(Dataset items)
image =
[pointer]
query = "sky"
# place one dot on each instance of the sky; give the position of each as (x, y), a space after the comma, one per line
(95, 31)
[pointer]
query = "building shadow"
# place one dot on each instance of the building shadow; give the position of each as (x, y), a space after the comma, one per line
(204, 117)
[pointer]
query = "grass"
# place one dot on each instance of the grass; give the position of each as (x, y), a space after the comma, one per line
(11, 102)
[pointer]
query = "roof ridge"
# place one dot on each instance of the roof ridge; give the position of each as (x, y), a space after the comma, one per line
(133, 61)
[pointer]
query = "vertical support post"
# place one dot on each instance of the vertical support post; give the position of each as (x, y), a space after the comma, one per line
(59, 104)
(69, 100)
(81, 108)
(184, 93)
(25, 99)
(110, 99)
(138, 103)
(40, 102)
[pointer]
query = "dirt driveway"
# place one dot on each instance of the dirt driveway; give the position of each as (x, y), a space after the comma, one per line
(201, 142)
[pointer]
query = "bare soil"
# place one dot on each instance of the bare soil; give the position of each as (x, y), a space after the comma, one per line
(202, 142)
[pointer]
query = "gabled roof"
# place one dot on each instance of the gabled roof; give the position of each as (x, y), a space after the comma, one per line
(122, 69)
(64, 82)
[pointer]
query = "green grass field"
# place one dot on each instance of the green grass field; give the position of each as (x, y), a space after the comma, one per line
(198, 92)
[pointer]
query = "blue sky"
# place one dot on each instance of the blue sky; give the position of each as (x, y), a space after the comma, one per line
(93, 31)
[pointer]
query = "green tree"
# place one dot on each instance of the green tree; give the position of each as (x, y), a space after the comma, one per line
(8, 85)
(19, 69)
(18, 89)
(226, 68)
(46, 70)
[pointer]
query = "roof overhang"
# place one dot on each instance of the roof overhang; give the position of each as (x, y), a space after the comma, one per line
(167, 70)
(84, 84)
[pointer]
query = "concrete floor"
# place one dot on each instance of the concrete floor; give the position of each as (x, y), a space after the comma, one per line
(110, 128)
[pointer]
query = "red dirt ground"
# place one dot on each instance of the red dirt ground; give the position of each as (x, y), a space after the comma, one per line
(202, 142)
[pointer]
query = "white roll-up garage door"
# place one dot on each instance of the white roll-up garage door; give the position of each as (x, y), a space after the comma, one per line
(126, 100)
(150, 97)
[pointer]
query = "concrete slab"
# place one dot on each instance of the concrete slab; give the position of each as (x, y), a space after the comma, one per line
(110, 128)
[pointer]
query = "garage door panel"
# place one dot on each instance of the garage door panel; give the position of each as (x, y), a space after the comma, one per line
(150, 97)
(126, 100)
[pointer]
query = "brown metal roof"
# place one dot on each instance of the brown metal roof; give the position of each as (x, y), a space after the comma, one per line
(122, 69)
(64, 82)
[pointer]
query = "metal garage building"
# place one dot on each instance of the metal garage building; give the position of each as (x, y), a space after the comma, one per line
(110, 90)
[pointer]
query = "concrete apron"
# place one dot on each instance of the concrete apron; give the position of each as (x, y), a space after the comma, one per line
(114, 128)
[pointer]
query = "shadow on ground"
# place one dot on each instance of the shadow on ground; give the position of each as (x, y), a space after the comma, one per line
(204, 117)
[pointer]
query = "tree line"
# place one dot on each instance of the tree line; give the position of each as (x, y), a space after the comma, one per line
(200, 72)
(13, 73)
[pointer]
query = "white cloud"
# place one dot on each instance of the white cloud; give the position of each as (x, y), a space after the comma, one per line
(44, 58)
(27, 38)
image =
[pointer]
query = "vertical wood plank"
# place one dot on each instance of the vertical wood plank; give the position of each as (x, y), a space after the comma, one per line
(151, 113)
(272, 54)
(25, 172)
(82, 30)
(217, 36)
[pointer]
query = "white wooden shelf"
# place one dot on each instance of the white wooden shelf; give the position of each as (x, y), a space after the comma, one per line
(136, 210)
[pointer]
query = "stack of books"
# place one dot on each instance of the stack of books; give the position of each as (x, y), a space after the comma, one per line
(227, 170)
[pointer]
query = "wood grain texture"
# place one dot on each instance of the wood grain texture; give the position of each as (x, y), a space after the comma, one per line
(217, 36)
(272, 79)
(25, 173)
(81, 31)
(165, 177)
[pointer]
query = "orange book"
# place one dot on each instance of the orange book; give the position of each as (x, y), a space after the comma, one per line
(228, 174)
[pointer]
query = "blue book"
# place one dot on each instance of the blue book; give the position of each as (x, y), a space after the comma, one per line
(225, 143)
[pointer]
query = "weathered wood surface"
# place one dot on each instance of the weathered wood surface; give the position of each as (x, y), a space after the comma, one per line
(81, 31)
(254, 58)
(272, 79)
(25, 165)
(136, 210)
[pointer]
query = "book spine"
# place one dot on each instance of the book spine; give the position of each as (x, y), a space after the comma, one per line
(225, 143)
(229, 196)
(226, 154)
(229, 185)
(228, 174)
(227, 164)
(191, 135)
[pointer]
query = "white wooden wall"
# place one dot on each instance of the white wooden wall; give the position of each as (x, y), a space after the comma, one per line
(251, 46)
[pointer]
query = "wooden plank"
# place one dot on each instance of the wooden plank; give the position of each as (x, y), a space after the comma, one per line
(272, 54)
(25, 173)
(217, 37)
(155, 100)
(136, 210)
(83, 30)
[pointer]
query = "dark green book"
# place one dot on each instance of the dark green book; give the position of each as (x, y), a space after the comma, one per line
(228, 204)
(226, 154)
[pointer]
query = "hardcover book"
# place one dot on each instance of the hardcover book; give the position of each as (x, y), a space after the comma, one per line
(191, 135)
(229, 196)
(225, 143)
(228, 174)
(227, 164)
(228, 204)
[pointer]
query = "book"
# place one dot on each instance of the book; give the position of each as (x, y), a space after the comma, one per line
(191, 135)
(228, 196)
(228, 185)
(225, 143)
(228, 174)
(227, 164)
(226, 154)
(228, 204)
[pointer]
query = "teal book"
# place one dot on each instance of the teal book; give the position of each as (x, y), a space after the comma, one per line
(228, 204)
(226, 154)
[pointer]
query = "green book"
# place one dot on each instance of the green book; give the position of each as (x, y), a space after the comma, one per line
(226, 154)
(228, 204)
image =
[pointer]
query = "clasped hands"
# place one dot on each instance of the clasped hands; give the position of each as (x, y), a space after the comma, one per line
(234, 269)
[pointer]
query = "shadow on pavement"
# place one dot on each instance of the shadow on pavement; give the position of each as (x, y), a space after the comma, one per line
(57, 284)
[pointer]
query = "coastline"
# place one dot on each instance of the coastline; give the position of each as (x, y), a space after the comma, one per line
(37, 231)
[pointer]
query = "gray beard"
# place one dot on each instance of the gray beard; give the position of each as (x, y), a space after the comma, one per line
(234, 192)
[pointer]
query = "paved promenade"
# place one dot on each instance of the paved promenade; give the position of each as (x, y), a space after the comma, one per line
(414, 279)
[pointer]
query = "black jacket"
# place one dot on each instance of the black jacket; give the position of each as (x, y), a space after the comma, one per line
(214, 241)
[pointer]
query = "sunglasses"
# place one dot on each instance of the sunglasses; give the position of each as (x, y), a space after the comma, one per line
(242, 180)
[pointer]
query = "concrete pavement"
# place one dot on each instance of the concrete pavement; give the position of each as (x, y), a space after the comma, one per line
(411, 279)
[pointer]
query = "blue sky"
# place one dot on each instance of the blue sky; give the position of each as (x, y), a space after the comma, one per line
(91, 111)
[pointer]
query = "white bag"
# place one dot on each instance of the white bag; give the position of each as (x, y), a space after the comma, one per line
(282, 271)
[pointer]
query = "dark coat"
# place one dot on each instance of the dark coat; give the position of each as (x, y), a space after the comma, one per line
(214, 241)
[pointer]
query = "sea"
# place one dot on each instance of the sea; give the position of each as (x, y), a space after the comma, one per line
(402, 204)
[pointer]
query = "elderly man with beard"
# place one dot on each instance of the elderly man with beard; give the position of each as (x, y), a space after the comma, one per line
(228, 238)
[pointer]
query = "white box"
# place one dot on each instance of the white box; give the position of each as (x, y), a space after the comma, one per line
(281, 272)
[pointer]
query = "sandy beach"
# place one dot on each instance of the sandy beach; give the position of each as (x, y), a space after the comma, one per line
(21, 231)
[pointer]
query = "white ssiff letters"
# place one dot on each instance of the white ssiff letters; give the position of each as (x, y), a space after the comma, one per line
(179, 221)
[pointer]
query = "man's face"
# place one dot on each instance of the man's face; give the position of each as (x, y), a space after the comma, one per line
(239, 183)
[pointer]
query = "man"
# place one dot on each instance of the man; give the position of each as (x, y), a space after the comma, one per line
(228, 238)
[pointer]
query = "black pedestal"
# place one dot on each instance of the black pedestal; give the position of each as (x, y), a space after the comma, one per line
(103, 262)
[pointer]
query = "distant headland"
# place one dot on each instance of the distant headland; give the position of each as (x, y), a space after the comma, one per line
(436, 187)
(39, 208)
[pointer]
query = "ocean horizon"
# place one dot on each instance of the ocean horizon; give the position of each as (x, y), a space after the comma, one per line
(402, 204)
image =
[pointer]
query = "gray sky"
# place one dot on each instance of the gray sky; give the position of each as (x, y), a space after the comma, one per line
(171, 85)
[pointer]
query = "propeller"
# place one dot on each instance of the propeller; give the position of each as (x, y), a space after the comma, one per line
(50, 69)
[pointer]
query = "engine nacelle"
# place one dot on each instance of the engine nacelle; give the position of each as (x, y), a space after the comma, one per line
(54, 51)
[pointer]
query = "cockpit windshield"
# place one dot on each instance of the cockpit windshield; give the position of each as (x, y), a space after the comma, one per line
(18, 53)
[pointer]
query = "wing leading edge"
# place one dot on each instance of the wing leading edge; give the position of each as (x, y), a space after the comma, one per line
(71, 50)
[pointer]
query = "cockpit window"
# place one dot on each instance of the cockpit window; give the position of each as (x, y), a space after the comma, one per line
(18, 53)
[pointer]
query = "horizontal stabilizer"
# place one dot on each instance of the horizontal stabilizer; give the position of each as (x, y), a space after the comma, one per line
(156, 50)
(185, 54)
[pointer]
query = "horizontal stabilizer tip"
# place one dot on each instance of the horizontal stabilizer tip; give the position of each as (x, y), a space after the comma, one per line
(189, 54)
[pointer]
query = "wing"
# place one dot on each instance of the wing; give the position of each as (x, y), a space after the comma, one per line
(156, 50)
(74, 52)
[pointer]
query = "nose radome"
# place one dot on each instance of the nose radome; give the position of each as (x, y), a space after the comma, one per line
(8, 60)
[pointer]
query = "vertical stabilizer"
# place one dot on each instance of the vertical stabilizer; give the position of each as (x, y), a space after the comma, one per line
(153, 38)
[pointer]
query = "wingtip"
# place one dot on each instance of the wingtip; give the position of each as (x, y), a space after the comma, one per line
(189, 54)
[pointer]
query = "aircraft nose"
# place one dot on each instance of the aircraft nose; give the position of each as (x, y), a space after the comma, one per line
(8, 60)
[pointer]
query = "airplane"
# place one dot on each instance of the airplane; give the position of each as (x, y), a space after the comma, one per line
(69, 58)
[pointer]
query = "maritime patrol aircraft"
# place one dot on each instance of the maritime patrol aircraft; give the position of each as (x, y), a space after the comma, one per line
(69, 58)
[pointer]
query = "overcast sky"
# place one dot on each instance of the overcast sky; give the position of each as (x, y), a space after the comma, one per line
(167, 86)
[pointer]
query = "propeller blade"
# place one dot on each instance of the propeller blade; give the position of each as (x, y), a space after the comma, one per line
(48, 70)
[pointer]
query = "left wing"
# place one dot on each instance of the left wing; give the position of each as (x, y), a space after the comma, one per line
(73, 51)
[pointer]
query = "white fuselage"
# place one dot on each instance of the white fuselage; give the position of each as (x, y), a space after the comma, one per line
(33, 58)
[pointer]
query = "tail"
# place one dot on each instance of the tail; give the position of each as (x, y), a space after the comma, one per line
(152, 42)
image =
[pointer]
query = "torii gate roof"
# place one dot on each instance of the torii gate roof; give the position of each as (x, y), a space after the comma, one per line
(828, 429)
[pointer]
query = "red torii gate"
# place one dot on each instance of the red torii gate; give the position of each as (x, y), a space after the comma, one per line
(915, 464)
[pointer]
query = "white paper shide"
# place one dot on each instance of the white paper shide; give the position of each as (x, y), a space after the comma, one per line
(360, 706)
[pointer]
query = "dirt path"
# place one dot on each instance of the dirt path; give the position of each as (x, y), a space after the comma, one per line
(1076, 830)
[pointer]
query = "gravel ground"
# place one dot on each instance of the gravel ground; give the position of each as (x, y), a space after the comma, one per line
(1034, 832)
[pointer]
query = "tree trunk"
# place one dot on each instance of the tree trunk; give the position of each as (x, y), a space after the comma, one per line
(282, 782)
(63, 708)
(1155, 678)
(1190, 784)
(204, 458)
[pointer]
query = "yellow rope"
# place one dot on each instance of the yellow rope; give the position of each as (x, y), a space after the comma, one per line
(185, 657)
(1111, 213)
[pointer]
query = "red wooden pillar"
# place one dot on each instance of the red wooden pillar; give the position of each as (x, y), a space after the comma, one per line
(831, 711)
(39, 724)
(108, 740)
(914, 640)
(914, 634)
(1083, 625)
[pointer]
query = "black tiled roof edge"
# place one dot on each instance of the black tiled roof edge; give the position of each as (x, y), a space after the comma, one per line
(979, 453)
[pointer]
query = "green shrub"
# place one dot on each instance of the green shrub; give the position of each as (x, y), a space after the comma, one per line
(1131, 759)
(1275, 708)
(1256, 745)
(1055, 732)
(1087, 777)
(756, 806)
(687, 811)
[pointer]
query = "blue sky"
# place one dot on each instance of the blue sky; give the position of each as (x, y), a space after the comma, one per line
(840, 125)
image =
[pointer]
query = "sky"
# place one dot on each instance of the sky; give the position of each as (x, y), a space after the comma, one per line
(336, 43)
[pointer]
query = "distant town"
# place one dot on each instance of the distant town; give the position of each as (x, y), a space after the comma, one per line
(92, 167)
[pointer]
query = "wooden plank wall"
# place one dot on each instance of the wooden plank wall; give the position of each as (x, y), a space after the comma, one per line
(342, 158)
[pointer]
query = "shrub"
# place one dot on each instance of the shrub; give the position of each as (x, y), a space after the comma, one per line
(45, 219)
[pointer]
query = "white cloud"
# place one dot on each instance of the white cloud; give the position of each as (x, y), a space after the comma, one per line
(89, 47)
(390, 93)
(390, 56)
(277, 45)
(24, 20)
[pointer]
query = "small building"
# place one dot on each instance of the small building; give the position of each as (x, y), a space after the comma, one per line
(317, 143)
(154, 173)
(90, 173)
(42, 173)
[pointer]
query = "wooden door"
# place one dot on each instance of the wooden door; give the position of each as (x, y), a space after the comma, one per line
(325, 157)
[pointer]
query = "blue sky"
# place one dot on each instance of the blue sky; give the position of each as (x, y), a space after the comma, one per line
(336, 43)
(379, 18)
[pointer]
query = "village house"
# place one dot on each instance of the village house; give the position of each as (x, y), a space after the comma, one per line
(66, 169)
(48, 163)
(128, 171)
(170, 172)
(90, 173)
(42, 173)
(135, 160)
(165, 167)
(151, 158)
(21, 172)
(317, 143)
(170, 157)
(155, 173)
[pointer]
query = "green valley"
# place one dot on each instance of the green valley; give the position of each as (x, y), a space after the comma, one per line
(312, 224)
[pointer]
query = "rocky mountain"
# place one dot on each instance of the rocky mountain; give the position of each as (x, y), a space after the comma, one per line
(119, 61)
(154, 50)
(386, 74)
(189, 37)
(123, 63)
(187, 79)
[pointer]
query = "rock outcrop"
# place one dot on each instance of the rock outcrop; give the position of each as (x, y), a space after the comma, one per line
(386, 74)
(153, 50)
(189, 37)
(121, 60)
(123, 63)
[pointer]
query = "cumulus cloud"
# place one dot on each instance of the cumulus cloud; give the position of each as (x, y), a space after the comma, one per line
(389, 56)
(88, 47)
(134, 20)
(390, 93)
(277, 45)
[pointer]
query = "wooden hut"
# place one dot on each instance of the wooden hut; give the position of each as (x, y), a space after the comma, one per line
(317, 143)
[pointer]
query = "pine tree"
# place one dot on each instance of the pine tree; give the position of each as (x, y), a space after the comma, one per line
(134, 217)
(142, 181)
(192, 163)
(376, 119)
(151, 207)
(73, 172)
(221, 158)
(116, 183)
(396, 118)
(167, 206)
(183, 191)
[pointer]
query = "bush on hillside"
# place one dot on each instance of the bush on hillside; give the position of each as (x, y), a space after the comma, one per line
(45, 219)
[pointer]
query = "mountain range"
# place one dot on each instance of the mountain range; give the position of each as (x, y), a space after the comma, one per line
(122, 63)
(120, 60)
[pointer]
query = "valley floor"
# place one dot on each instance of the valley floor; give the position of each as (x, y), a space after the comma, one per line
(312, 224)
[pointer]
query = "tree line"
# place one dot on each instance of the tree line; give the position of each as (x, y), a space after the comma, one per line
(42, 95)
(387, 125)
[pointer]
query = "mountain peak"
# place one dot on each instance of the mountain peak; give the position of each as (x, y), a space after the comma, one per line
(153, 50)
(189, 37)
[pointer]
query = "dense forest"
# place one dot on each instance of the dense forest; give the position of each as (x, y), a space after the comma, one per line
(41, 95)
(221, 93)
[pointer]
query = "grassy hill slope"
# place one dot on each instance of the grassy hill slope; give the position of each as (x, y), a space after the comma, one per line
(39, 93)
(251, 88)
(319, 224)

## WRITTEN INSTRUCTION:
Locate each line in the material above that contains the string "shelf" and reproduce every such line in full.

## RESULT:
query = "white wooden shelf"
# place one dot on each instance of the white wooden shelf; give the position of each as (x, y), a space after the comma, one per line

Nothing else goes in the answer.